Passage given.
Friday, February 25, 2011

a tilt in global tumult

Hal Pepinsky,,
February 24, 2011
It is a mantra in introductory statistics that association doesn’t imply causation. In criminology and social science generally, a methodological response has been to partially correlate data so as to isolate, for example, a statistically significant association between the part of “criminality” that has nothing to do with class, race, gender and age, and getting busted, as in reporting trends in juvenile as authoritative trends in juvenile crime itself. This represents one social science method, one methodological choice, to inform our personal social choices by the central tendency of demographic data we disaggregate.
As Gregory Bateson put it in his Mind and Nature, tautology is the only rational proof of anything. Two plus two equals four because that is how I define 2 and 4 in my language of choice. Hence, social data can never prove anything, except by arbitrary definition. As US sociologist W.I. Thomas put it after WWI, “things that are defined as real are real in their consequences.” Call students’ standardized test scores proof of teachers’ educational competence, and marginal students will be pushed to drop out or expelled, and in social science, students who best regurgitate the mantra what US founding fathers created a nation that is closest to god the best government that humans have ever created, odds are on the children of relative wealth who hang on to private schooling where their well fed children damn well do their homework and pass their tests, to carry on the perhaps untaxed legacy of wealth.
I take the methodological stance that parsimony trumps specific claims to human knowledge. When a whole bunch of stuff is happening in different places, I infer SOCIAL significance to my data. Let’s start with the coincidence that youth unemployment leads protest worldwide. When the president of Egypt is driven out of office, strikes break out particularly of public workers who take payoffs at work in order to feed their families. At least soldiers there are conscripts rather than scabs hired in privatized security. They refuse orders to kill. In all cases, “national security” forces are chronically underpaid, and set off to control a civil populace in which youth unemployment is growing, and in which pressure mounts to kick out older generations in power to open opportunity to younger unemployed people.

Entries shown.
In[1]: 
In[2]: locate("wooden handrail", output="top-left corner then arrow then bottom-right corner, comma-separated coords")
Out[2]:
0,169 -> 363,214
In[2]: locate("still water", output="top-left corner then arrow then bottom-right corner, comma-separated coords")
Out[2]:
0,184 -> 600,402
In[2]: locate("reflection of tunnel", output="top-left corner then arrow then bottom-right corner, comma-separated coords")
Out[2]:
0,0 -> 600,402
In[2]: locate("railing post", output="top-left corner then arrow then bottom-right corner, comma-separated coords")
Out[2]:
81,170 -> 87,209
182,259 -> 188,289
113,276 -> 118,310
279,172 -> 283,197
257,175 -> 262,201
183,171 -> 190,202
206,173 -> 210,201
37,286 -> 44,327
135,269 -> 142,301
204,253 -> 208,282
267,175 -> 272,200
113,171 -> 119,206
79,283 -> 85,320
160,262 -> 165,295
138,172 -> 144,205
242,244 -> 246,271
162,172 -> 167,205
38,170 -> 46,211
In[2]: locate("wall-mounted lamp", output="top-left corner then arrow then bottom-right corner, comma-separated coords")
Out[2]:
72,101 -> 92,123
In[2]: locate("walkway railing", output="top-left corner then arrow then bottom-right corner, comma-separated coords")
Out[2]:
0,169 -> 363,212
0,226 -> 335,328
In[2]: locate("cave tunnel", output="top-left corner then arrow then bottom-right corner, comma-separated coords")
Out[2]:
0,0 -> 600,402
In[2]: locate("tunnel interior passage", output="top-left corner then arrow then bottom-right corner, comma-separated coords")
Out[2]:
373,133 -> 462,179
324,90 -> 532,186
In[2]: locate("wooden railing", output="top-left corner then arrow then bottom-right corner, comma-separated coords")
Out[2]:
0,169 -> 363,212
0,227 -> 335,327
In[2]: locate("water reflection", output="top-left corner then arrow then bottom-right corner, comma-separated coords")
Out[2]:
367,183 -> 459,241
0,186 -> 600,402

What you will do.
[A] Answer these questions from the essay on global tumult:
(i) Which book by Gregory Bateson does it name?
(ii) Who is quoted as saying "things that are defined as real are real in their consequences"?
(iii) What do the soldiers in Egypt refuse?
[B] Reproduce the part of the essay on global tumult that opens with the words containing "a tilt in global" and closes with "data we disaggregate.".

Results.
[A]
(i) Mind and Nature
(ii) W.I. Thomas, a US sociologist
(iii) Orders to kill

[B]
a tilt in global tumult

Hal Pepinsky,,
February 24, 2011
It is a mantra in introductory statistics that association doesn’t imply causation. In criminology and social science generally, a methodological response has been to partially correlate data so as to isolate, for example, a statistically significant association between the part of “criminality” that has nothing to do with class, race, gender and age, and getting busted, as in reporting trends in juvenile as authoritative trends in juvenile crime itself. This represents one social science method, one methodological choice, to inform our personal social choices by the central tendency of demographic data we disaggregate.